Records contained in a dataset:
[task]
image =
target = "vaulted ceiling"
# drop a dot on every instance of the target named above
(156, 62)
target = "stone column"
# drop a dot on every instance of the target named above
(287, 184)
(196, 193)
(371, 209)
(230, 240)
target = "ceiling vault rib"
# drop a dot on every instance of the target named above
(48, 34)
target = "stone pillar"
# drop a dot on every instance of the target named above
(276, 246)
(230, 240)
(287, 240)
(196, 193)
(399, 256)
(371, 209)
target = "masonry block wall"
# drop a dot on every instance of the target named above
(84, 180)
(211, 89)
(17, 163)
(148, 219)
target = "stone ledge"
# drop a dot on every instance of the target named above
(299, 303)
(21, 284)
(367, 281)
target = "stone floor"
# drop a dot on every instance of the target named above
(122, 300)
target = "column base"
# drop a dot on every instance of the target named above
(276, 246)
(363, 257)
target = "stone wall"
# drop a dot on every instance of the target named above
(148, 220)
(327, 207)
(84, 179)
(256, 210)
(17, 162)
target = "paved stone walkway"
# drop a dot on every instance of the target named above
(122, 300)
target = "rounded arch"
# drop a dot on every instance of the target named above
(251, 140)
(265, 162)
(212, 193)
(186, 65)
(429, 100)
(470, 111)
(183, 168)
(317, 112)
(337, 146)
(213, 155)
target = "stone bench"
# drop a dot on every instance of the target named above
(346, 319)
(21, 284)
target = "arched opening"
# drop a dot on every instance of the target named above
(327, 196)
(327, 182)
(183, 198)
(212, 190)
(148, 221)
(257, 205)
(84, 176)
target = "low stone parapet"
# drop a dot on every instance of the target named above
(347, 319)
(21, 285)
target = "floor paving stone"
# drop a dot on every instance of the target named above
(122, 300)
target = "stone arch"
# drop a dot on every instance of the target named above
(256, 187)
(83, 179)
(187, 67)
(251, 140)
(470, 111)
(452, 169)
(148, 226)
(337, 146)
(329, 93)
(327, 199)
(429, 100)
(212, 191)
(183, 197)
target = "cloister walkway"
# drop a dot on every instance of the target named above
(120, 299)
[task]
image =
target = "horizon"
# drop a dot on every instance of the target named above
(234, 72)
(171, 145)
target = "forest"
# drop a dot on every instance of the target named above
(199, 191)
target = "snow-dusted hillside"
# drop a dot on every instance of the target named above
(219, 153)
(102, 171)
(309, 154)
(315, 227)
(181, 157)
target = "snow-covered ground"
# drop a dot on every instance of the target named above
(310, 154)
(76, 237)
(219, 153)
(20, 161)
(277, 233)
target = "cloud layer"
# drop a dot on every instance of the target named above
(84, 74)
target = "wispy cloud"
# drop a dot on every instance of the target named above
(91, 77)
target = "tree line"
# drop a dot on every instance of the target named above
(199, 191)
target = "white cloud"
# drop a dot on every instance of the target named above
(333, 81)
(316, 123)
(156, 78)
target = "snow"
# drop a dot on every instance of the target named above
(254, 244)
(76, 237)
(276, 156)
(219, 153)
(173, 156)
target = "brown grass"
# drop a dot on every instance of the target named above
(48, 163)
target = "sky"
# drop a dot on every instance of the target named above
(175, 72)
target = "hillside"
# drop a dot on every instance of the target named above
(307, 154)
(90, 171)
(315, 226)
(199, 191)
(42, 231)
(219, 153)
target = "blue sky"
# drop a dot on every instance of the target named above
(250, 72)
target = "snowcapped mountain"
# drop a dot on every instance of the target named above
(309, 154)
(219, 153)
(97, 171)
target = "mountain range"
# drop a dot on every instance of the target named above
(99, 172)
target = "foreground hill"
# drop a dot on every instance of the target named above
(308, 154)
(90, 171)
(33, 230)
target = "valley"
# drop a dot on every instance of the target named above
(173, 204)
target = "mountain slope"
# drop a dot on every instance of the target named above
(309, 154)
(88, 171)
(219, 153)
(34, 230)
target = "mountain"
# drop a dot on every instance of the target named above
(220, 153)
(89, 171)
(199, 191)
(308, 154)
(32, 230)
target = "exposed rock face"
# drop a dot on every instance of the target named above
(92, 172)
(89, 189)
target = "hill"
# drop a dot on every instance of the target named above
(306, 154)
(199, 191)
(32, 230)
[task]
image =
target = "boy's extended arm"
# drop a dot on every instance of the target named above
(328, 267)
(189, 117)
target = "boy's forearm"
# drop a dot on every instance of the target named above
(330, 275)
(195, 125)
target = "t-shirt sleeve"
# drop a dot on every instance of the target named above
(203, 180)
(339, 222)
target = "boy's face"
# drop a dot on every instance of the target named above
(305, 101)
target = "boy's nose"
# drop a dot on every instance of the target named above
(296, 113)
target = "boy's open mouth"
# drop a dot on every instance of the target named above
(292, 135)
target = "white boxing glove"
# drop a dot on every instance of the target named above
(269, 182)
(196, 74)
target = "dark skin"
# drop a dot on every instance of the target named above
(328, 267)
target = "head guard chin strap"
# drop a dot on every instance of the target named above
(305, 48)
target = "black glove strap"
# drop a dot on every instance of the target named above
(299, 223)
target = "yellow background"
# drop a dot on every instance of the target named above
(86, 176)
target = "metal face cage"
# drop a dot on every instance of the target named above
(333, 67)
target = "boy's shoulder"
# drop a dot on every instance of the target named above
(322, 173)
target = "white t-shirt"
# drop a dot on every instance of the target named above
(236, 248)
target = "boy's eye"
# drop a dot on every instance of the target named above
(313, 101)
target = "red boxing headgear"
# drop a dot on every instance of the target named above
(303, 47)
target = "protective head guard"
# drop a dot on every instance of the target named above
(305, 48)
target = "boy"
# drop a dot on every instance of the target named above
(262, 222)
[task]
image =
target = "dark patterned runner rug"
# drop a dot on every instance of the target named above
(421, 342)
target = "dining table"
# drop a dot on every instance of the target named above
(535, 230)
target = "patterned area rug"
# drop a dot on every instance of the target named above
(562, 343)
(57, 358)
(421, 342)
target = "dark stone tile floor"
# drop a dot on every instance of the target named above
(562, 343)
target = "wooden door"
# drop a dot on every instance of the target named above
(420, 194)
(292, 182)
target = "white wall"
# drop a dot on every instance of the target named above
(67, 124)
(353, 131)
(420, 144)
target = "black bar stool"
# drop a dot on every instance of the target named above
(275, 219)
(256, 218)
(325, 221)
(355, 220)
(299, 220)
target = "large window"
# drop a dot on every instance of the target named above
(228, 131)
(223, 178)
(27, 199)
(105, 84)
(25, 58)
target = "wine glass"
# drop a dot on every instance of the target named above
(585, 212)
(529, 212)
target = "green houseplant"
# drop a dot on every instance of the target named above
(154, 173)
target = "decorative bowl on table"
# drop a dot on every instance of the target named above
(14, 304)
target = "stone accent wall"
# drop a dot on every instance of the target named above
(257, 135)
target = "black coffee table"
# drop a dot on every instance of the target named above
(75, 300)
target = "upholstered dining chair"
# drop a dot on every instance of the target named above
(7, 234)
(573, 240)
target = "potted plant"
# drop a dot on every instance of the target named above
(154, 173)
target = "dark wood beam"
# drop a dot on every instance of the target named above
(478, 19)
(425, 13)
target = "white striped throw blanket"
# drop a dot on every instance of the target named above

» **Task to carry out**: Write out every entry verbatim.

» **Output**:
[task]
image =
target = "vaulted ceiling"
# drop a dot on every instance of the target named above
(156, 62)
target = "stone column"
# drop a dot on every instance of the target named above
(287, 184)
(196, 193)
(371, 209)
(230, 240)
target = "ceiling vault rib"
# drop a dot on every instance of the target named above
(48, 34)
target = "stone pillar"
# drop a dot on every instance of the target named above
(276, 246)
(230, 240)
(287, 240)
(196, 193)
(399, 256)
(371, 209)
target = "masonry block wall"
# drop a dot on every instance of the target named above
(84, 180)
(211, 89)
(17, 163)
(148, 219)
target = "stone ledge"
# drop a dot on every instance of the target named above
(299, 303)
(21, 284)
(367, 281)
target = "stone floor"
# drop a dot on every instance of the target named above
(122, 300)
target = "column base"
# drop a dot on every instance of the target named above
(276, 246)
(363, 257)
target = "stone wall"
# drop a dot on every instance of the target named above
(148, 220)
(327, 207)
(84, 179)
(256, 210)
(17, 162)
target = "paved stone walkway"
# drop a dot on every instance of the target named above
(122, 300)
target = "rounded arch"
# drop a dot on every instance of the target named above
(251, 140)
(265, 162)
(212, 193)
(186, 65)
(429, 100)
(470, 111)
(183, 168)
(317, 112)
(337, 146)
(213, 155)
target = "stone bench"
# drop a dot on every instance of the target named above
(346, 319)
(21, 284)
target = "arched opening"
# drop a dot on every instance of the target named above
(327, 196)
(327, 182)
(183, 198)
(212, 190)
(148, 221)
(257, 205)
(84, 176)
target = "low stone parapet"
# drop a dot on every instance of the target named above
(347, 319)
(21, 285)
target = "floor paving stone"
# drop a dot on every instance of the target named above
(122, 300)
target = "stone arch"
# drop a dot on every instance of the target named above
(256, 187)
(83, 179)
(187, 67)
(251, 140)
(470, 111)
(452, 169)
(148, 226)
(337, 146)
(329, 93)
(327, 199)
(429, 100)
(212, 191)
(183, 197)
target = "cloister walkway"
# drop a dot on every instance of the target named above
(120, 299)
[task]
image =
target = "horizon"
# drop a dot on every instance of the target named above
(234, 72)
(171, 145)
target = "forest"
# drop a dot on every instance of the target named above
(199, 191)
target = "snow-dusted hillside"
# drop a dot on every instance of the target named above
(219, 153)
(102, 171)
(309, 154)
(315, 227)
(181, 157)
target = "snow-covered ground"
# drop a dot on every instance of the target named above
(310, 154)
(76, 237)
(219, 153)
(20, 161)
(277, 233)
target = "cloud layer"
# drop a dot on every instance of the target named above
(84, 74)
target = "wispy cloud"
# drop a dot on every instance of the target named above
(91, 77)
target = "tree line"
# drop a dot on every instance of the target named above
(199, 191)
target = "white cloud"
# drop a dot on every instance of the target named above
(333, 81)
(316, 123)
(156, 78)
target = "snow"
# drop a dot on every instance of the target named above
(254, 244)
(76, 237)
(276, 156)
(219, 153)
(173, 156)
target = "brown grass"
# drop a dot on every instance of the target named above
(48, 163)
target = "sky"
# drop a dot on every instance of the target named above
(175, 72)
target = "hillside"
# drop a dot on every instance of the target named above
(307, 154)
(90, 171)
(315, 226)
(199, 191)
(42, 231)
(219, 153)
target = "blue sky"
# drop a dot on every instance of the target named above
(250, 72)
target = "snowcapped mountain"
# drop a dot on every instance of the target named above
(309, 154)
(219, 153)
(97, 171)
target = "mountain range"
# drop a dot on every instance of the target named above
(99, 172)
target = "foreground hill"
# drop a dot on every instance of the target named above
(308, 154)
(90, 171)
(33, 230)
target = "valley"
# drop a dot on every instance of the target named above
(173, 204)
target = "mountain slope"
# drop a dot on every instance of the target named above
(309, 154)
(88, 171)
(219, 153)
(34, 230)
target = "mountain"
# drop a dot on every instance of the target named above
(220, 153)
(89, 171)
(199, 191)
(308, 154)
(32, 230)
target = "exposed rock face"
# drop a dot on every instance of the target named above
(92, 172)
(89, 189)
target = "hill"
# drop a dot on every instance of the target named above
(306, 154)
(199, 191)
(32, 230)
[task]
image =
target = "boy's extended arm"
# drop a dot on every instance of the target named above
(328, 267)
(189, 117)
target = "boy's forearm"
# drop a dot on every instance of the target named above
(330, 275)
(195, 125)
target = "t-shirt sleeve"
# drop a dot on every instance of the target named above
(203, 180)
(339, 222)
target = "boy's face"
# drop a dot on every instance of the target named above
(305, 101)
target = "boy's nose"
# drop a dot on every instance of the target named above
(296, 113)
target = "boy's open mouth"
# drop a dot on every instance of the target named above
(292, 135)
target = "white boxing glove"
# drop a dot on every instance of the target named above
(269, 182)
(196, 74)
target = "dark skin"
# drop a dot on every instance of the target named above
(328, 267)
target = "head guard chin strap"
# drop a dot on every instance of the target named above
(305, 48)
target = "black glove strap"
# drop a dot on every instance of the target named above
(299, 223)
target = "yellow background"
# drop a dot on every instance of the target named above
(86, 176)
target = "metal face cage"
# drop a dot on every instance of the target named above
(333, 67)
target = "boy's shoulder"
# drop a dot on every instance of the target named above
(322, 173)
target = "white t-shirt"
# drop a dot on every instance of the target named above
(236, 248)
target = "boy's eye"
# drop a dot on every instance of the target named above
(313, 101)
target = "red boxing headgear"
# drop a dot on every instance of the target named above
(303, 47)
target = "protective head guard"
# drop a dot on every instance of the target named above
(305, 48)
target = "boy"
# drop a dot on every instance of the target named above
(262, 222)
[task]
image =
target = "dark patterned runner rug"
# drop a dot on every instance of the target named above
(421, 342)
target = "dining table"
# drop a dot on every instance of the target named above
(535, 230)
target = "patterned area rug"
# drop a dot on every instance of the target named above
(562, 343)
(57, 358)
(421, 342)
target = "dark stone tile floor"
# drop a dot on every instance of the target named above
(562, 343)
target = "wooden door"
# drop a dot on every instance of the target named above
(420, 194)
(292, 182)
target = "white wall"
# drop a dot on every instance of the target named above
(67, 124)
(353, 131)
(420, 144)
target = "black bar stool"
# drop a dot on every instance of the target named above
(275, 219)
(256, 218)
(325, 221)
(355, 220)
(299, 220)
target = "large window"
# drop a dot on every instance of the target named above
(228, 131)
(223, 178)
(27, 199)
(105, 84)
(25, 58)
target = "wine glass"
# drop a dot on every instance of the target named above
(585, 212)
(529, 212)
target = "green houseplant"
# drop a dot on every instance of the target named above
(154, 173)
target = "decorative bowl on table"
# drop a dot on every instance of the target named above
(14, 304)
target = "stone accent wall"
# drop a dot on every instance of the target named above
(257, 135)
target = "black coffee table"
# drop a dot on every instance of the target named above
(75, 300)
target = "upholstered dining chair"
# drop a dot on every instance of the target named above
(7, 234)
(573, 240)
target = "potted plant"
# drop a dot on every instance of the target named above
(154, 173)
target = "dark wood beam"
# drop a dot on every instance of the target named above
(478, 19)
(425, 13)
target = "white striped throw blanket"
# drop a dot on every instance of the target named above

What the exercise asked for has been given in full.